* _DIRECTIVES_:
**1.** Reproduce the passage of the refugee account between "So, that’s when" and "on both sides.", inclusive.
**2.** According to the refugee account, how long did the narrator stay at the Kavumu refugee camp?

So, that’s when we left Bukavu and we went to this area where there was a big refugee camp called Kavumu. That’s where we stayed for three weeks until we realized the Tutsi army had surrounded the refugee camp—one morning in the camp there were bullets flying. Oh my God, imagine, a hundred thousand people immediately moving in all directions. It was nuts, people running in all directions, people losing their kids, and the kids crying and screaming, calling their moms, and bullets flying. There was no protection; all of the houses were made of plastic. It was insane, bombs suddenly flying on both sides.

That is where I lost my mom. How could I tell if she took this way or that way? I couldn’t tell if she went to the right or to the left. So I was stuck with my grandmother and I told her, “Grandma, let’s go.” We hit the road walking in the day. We were trying to go to Goma but somewhere in between, we came to a gigantic parking lot. We met people who had come from Goma because there was war there. Refugees had come from that way, and couldn’t go anywhere. We met my uncle there, who was stuck like everyone else. There was war in Goma, there was war where we were coming from, and we were right on the lake. People had their cars and couldn’t go anywhere.

People were just saying, “So this is where everything ends,” and then, “What are we going to do?” And we knew we were going to have to climb through the forest to this gigantic chain of mountains. It was a 3,044-foot elevation, and we had to hike that thing. It was so steep, I remember, I told my grandma, “I can’t take you there, you go stay with your son.” I hooked up with a family I knew from Rwanda. They were good friends with my dad, and I knew them in Bukavu. I went to school not far from where they lived so we hung out and played basketball—we were really good friends. So people left their cars and we started walking through the forest, and I started walking with the family.

It was a pretty bad forest—you had to walk all day and there were mosquitoes, red ants, and quick sand. We had to cross rivers because there are no bridges, so we had to cut a tree on both sides so the trees fell in the river and you could walk on the branches. They weren’t so strong, some people fell in, like women and kids. The water carried them and there was no way to save them.

The family I was walking with, there were four kids and the mom and the dad, and there was the housekeeper—she didn’t carry anything. They had three bodyguards but I was the guy who had to fetch the water. It was hard because I was young and I was naïve, so the family used me. I had to carry baggage; I basically became their slave. I was the one who got water, wood, and stuff. It was something that really broke my heart, to see how people treat each other.

The next day we had to move again, because people were saying the soldiers were coming. We had to climb this mountain. From the bottom, you couldn’t see the top. At the top, because that family was sort of a family of soldiers, the soldiers were like, “You can’t stay here. It’s too dangerous.” So we started back down. People started drinking water and all the refugees were passing by, passing by. There was a bamboo forest down the hill. Suddenly we started hearing machine guns—that was the first time in my life I’d ever been shot at really close. The machine guns were on the other side—there was a mountain opposite to us, so they were shooting at us from there, bullets flying over your head like zoom, zoom, zoom. Everybody fell on the ground. People were crashing—women, kids, falling all over the place.

* _ENTRIES SHOWN_:
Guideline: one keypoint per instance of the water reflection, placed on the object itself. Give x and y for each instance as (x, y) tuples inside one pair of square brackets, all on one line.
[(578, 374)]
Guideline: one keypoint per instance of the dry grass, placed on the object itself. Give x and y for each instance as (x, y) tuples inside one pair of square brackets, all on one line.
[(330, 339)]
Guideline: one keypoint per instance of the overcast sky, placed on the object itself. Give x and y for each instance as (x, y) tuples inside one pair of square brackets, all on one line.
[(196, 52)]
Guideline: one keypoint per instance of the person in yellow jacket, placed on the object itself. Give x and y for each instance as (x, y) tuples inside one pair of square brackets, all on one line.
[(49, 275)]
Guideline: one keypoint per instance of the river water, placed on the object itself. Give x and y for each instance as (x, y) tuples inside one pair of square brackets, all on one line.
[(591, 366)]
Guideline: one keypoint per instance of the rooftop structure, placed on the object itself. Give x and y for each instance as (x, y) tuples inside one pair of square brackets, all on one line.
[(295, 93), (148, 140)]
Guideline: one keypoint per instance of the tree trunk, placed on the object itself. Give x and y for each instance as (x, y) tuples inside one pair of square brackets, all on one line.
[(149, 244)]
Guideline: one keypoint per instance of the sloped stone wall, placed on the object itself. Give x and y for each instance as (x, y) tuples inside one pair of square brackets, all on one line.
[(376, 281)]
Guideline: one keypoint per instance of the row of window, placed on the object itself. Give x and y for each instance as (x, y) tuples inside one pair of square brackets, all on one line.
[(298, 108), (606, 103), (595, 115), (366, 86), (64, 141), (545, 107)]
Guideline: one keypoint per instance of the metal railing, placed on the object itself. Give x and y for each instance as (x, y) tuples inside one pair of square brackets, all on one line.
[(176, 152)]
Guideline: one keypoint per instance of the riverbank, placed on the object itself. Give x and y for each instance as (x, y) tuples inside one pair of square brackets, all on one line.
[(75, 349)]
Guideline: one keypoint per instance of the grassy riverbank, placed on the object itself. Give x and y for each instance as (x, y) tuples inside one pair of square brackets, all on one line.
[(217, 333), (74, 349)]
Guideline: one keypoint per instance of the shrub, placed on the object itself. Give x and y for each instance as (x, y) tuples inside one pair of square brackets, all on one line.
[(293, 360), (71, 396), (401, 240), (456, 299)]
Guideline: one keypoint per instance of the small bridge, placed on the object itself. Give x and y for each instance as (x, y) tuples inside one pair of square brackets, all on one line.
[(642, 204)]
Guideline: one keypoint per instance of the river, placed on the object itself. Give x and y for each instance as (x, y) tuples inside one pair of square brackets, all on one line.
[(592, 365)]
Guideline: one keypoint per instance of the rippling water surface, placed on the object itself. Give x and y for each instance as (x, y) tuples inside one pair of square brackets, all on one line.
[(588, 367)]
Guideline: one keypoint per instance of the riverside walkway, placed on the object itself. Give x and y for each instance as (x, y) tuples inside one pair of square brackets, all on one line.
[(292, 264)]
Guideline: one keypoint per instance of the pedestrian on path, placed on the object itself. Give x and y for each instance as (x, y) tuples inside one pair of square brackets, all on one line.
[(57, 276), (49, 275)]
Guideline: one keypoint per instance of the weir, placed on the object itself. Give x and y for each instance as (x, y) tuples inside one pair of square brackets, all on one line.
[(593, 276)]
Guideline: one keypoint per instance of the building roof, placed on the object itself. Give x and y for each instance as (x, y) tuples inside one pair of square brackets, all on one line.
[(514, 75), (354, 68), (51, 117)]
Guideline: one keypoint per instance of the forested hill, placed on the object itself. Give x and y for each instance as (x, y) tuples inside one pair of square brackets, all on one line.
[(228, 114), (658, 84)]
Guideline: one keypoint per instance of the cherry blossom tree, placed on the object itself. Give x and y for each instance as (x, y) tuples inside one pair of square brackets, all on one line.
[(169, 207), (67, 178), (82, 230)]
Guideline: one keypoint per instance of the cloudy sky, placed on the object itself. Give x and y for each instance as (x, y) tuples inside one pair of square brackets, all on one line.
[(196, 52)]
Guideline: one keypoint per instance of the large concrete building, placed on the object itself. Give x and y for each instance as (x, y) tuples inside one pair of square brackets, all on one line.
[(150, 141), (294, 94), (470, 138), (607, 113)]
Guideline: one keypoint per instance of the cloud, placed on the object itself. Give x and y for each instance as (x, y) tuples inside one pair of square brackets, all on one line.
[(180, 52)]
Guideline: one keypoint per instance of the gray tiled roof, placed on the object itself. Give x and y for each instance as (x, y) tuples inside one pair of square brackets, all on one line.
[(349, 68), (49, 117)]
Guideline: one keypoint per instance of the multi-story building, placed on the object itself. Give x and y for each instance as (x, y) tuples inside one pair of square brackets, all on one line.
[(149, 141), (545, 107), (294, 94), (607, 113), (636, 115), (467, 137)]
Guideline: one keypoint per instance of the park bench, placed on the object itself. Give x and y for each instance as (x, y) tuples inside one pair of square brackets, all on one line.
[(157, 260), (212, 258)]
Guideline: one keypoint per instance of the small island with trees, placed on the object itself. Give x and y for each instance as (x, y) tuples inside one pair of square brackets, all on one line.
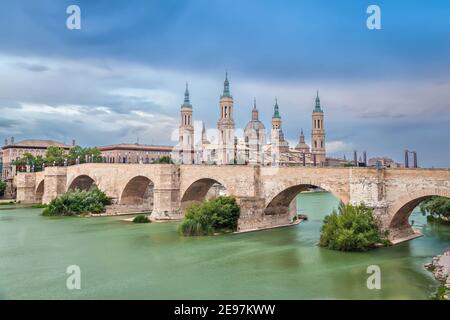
[(216, 216), (351, 228)]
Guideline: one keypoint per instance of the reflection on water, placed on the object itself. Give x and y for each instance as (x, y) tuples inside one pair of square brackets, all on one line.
[(125, 260)]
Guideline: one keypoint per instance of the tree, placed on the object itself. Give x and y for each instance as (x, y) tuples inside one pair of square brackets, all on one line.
[(77, 152), (217, 215), (352, 228), (77, 202), (55, 156)]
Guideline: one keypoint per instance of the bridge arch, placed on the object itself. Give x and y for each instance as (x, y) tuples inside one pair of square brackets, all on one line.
[(404, 206), (280, 203), (39, 192), (82, 182), (138, 191), (202, 189)]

* _RESULTS_:
**1.**
So, that’s when we left Bukavu and we went to this area where there was a big refugee camp called Kavumu. That’s where we stayed for three weeks until we realized the Tutsi army had surrounded the refugee camp—one morning in the camp there were bullets flying. Oh my God, imagine, a hundred thousand people immediately moving in all directions. It was nuts, people running in all directions, people losing their kids, and the kids crying and screaming, calling their moms, and bullets flying. There was no protection; all of the houses were made of plastic. It was insane, bombs suddenly flying on both sides.

**2.** Three weeks.